INSTRUCTIONS FOR THE TASK:
Could you copy, word for word, only the lines from the one containing "Where can you see the framed" through the last line of the records below, both included?

## START

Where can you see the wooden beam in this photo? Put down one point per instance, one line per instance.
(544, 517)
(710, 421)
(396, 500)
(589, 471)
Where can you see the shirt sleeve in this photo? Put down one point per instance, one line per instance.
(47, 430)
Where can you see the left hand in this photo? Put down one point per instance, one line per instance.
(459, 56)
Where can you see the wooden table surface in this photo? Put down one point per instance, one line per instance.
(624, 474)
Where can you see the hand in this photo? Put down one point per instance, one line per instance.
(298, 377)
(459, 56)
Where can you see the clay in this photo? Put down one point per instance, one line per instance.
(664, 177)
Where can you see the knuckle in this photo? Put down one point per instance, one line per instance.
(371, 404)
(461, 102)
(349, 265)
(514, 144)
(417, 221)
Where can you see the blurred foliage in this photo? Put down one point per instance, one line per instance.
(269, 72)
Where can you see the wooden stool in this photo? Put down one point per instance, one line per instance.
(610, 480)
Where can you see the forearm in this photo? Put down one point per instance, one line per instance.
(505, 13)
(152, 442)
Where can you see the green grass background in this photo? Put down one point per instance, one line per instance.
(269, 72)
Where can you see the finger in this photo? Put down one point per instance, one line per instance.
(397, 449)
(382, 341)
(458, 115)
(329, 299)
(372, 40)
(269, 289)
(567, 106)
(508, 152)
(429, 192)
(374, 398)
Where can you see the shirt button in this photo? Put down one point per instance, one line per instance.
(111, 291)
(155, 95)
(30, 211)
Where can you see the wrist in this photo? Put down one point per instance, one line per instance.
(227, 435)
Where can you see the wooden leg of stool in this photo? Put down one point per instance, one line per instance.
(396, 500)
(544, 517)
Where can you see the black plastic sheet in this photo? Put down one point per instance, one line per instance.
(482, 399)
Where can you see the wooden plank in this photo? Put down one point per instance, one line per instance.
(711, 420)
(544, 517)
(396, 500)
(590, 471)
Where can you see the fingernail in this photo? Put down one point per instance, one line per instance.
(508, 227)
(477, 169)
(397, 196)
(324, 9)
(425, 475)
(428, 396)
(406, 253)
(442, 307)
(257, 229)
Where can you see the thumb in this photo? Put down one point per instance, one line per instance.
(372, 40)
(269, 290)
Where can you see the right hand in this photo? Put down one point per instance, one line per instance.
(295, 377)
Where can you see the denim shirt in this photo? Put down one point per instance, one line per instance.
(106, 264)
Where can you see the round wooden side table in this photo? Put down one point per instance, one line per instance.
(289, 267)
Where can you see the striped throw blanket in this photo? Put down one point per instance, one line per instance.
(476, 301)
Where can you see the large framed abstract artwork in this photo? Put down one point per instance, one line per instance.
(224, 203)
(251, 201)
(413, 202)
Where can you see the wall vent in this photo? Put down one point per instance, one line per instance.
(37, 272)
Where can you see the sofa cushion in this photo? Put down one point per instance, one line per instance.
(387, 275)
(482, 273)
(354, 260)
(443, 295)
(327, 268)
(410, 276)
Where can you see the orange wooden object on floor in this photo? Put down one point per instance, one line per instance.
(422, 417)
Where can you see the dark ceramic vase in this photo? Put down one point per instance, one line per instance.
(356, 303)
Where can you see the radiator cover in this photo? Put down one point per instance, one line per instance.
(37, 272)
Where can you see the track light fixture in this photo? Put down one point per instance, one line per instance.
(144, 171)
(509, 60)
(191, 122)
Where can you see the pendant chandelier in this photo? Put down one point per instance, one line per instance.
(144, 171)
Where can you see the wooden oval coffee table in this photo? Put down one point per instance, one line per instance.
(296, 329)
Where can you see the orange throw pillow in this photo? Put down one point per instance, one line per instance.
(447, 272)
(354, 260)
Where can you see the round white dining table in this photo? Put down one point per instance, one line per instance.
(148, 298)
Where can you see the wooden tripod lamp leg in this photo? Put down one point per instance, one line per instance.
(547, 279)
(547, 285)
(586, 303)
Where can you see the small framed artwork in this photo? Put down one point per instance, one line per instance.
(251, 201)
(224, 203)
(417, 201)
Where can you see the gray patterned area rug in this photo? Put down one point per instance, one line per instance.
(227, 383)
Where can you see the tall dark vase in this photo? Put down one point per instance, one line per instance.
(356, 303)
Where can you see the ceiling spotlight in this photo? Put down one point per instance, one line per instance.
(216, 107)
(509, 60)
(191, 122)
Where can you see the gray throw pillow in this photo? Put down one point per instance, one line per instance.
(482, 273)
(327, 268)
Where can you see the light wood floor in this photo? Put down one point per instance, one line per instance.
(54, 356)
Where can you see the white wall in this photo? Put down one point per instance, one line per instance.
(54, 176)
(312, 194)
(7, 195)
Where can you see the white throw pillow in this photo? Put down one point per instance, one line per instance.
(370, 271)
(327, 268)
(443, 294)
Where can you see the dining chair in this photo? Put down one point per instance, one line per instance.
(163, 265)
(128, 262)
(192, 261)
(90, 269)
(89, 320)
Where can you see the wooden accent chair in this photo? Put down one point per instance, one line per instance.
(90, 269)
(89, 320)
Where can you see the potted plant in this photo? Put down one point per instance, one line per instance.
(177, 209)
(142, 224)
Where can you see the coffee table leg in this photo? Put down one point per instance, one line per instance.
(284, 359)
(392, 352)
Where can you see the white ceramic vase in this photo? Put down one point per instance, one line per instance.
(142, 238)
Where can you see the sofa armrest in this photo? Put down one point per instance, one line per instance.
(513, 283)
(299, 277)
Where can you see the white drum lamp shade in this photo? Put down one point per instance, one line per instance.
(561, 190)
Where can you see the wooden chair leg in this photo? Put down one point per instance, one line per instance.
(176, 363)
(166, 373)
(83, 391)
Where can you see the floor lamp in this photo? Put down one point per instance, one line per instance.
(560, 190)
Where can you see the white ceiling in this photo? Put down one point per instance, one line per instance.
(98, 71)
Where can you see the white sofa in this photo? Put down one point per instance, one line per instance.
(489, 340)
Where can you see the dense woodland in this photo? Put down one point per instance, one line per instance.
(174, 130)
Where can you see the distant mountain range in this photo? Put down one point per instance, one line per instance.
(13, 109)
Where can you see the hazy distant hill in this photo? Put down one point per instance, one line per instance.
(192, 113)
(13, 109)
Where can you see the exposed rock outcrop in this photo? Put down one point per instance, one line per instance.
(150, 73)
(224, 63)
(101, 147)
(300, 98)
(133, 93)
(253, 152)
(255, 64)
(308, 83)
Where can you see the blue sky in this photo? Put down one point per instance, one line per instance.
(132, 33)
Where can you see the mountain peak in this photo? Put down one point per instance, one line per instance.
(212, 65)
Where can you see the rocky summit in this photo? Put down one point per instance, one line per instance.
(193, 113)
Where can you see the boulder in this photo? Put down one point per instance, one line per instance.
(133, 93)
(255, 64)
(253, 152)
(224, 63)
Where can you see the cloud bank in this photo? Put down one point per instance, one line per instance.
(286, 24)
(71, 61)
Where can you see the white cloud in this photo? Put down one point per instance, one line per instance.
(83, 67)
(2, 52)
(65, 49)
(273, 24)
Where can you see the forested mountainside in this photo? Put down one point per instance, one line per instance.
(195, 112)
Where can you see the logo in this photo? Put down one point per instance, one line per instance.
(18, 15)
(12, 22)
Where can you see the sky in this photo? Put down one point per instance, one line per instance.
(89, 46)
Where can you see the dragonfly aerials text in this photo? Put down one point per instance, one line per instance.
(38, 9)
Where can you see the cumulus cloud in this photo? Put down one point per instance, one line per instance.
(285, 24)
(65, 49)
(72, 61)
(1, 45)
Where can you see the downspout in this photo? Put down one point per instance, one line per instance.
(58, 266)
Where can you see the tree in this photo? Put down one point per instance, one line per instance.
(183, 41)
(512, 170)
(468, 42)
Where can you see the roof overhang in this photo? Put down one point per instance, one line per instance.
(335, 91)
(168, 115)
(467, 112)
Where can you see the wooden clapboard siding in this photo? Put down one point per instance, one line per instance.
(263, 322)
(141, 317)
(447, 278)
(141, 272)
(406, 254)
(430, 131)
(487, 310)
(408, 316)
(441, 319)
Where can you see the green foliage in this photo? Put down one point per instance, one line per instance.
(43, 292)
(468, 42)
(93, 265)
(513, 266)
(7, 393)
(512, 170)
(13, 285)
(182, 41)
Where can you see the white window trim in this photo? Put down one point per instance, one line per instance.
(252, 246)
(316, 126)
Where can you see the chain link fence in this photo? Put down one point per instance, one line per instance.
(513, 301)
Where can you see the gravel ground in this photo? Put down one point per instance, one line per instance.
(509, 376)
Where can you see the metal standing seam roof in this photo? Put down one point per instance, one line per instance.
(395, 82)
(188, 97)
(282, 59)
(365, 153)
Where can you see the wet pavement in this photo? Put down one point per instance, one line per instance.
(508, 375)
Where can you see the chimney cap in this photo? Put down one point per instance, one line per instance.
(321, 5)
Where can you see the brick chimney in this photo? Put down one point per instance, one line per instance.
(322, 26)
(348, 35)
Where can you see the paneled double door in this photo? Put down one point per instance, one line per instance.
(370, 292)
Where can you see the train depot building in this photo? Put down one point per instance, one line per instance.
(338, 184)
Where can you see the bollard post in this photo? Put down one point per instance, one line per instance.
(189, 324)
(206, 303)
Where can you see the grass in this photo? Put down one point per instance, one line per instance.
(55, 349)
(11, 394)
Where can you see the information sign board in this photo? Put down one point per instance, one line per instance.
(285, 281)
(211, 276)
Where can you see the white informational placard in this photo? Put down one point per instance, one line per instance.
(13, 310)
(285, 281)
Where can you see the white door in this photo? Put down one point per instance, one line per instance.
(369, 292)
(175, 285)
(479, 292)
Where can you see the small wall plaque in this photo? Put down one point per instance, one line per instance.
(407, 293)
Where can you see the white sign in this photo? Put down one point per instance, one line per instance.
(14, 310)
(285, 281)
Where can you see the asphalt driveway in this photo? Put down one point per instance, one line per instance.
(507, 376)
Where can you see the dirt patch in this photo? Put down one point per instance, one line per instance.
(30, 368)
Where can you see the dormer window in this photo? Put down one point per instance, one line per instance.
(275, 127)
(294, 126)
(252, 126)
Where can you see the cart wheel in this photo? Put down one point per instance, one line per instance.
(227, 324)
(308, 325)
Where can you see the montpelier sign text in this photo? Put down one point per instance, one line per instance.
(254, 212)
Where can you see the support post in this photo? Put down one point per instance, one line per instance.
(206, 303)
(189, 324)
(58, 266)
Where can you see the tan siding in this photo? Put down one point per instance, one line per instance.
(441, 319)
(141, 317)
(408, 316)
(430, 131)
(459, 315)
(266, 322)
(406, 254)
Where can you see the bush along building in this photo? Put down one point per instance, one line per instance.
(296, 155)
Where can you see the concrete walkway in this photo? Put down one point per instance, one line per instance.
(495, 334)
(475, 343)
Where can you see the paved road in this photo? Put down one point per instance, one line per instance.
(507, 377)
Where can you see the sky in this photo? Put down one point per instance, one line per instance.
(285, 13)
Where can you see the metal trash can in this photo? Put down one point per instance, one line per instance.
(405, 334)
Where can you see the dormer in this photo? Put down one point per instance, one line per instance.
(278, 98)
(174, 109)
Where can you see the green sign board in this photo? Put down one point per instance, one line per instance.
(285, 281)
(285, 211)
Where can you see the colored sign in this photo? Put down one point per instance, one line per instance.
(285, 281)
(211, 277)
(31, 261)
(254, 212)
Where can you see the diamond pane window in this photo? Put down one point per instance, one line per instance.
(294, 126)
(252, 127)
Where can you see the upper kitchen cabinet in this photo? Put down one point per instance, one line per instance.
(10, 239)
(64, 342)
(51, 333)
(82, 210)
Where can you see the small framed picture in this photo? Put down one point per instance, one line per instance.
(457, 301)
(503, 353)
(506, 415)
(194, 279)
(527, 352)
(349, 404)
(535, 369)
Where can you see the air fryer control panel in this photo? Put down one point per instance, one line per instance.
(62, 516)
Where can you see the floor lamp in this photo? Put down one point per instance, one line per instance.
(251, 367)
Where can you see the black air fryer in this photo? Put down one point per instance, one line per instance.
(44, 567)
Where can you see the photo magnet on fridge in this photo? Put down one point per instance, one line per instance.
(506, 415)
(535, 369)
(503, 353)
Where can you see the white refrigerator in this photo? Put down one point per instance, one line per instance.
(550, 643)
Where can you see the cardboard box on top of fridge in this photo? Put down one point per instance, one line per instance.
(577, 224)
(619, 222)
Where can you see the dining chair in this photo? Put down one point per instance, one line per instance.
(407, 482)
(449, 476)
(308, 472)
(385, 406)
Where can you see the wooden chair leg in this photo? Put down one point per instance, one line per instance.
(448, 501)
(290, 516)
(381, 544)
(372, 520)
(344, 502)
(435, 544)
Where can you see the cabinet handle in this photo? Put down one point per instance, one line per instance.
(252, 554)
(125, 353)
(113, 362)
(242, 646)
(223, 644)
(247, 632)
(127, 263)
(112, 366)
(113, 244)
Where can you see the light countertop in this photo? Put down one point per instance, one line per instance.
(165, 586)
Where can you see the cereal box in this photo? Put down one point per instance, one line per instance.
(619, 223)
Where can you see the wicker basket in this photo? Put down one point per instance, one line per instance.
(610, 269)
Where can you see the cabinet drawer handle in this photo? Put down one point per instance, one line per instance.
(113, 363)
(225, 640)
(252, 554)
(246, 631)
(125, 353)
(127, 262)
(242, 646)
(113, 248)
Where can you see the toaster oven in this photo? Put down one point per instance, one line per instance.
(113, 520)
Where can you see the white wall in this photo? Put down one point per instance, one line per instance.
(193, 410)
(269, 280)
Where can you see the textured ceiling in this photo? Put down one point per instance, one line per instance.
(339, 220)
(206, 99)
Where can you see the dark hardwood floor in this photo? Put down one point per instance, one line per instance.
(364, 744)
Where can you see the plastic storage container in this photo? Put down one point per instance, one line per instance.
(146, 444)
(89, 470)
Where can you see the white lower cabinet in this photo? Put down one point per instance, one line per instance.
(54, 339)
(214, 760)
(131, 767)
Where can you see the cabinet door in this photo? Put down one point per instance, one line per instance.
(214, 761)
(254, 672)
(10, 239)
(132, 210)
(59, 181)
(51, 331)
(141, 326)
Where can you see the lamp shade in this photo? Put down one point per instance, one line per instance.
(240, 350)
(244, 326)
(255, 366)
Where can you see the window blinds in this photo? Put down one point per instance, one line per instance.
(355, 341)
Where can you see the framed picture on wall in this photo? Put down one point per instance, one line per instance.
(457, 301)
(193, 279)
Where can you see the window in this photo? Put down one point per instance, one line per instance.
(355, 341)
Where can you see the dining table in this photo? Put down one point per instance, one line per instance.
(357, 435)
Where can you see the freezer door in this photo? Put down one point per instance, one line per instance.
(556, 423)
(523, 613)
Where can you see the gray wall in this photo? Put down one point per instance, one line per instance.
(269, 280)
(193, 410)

## END

TASK RESPONSE:
Where can you see the framed picture on wall in this photo? Put down one point per instance, one line per instance.
(457, 301)
(193, 279)
Where can you see the window in this photo? Put down one point per instance, one line per instance.
(355, 341)
Where can you see the dining table in this photo? Put down one point per instance, one line per instance.
(357, 435)
Where can you see the freezer door in this photo? Put down one point per instance, one line per instance.
(556, 423)
(523, 613)
Where can you see the gray wall in this photo? Put down one point per instance, one line per instance.
(269, 280)
(193, 410)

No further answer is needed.